## Provided information
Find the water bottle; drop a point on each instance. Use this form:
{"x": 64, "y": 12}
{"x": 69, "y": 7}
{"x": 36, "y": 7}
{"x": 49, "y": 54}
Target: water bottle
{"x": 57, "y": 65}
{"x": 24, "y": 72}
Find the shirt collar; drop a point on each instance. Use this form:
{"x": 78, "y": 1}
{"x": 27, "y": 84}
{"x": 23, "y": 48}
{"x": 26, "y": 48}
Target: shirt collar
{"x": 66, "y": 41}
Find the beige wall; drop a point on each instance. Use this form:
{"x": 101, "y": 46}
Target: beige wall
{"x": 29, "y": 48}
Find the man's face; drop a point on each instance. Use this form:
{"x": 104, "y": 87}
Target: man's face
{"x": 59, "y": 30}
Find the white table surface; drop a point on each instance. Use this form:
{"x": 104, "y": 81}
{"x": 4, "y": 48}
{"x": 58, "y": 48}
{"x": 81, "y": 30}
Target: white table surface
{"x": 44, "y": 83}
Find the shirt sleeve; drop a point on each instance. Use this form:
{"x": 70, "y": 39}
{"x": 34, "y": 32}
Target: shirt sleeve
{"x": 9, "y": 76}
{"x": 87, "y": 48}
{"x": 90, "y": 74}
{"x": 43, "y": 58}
==
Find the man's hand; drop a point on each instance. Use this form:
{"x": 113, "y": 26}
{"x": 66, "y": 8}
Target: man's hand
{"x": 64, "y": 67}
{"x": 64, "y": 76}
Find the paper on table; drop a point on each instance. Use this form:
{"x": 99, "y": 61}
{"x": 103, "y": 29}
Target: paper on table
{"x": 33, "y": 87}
--
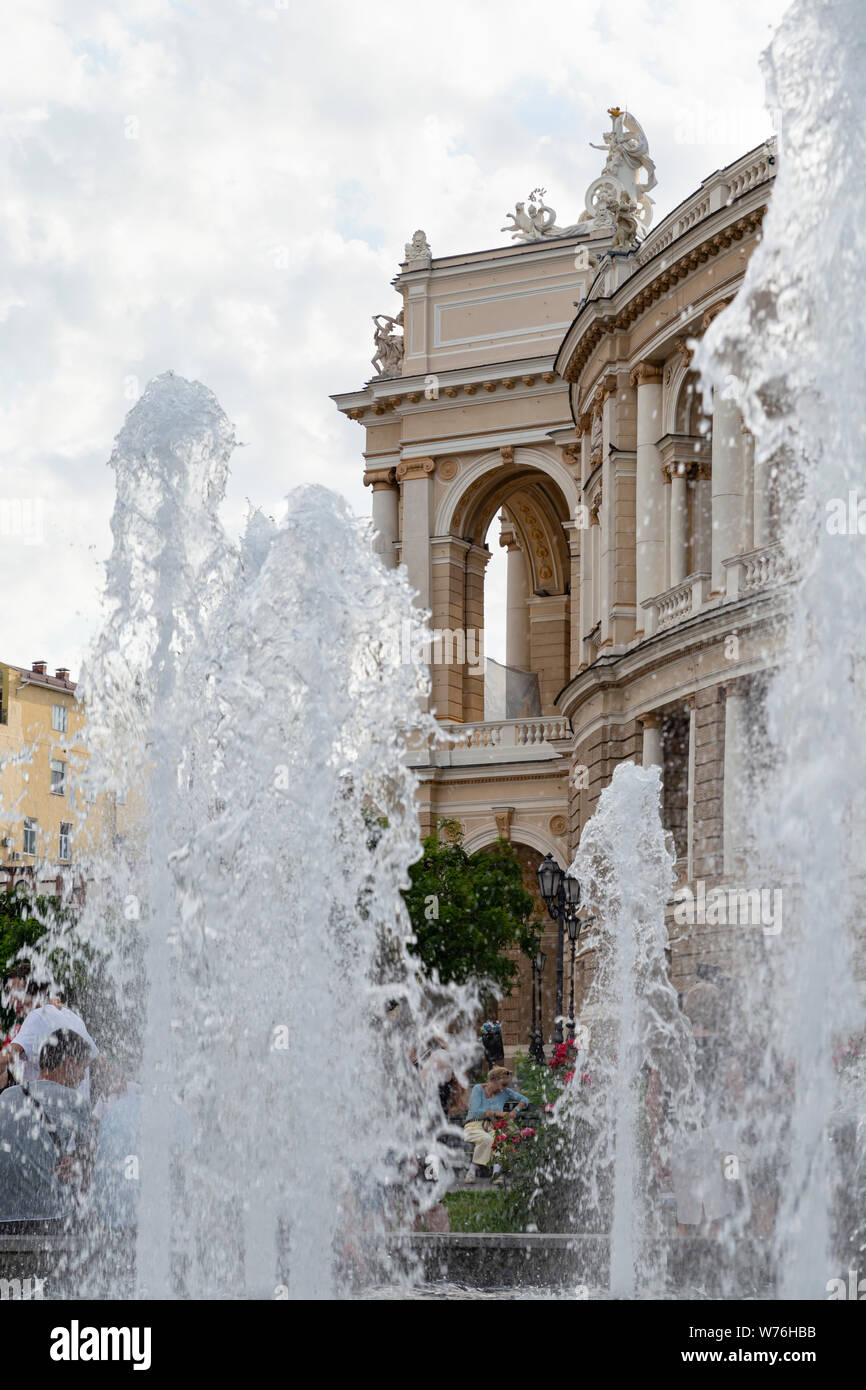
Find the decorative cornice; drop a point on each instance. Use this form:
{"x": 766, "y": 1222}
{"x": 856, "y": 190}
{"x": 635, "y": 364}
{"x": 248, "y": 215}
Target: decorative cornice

## Exercise goal
Count the lines of the data that hold the string "point". The answer should be that number alone.

## Problem solution
9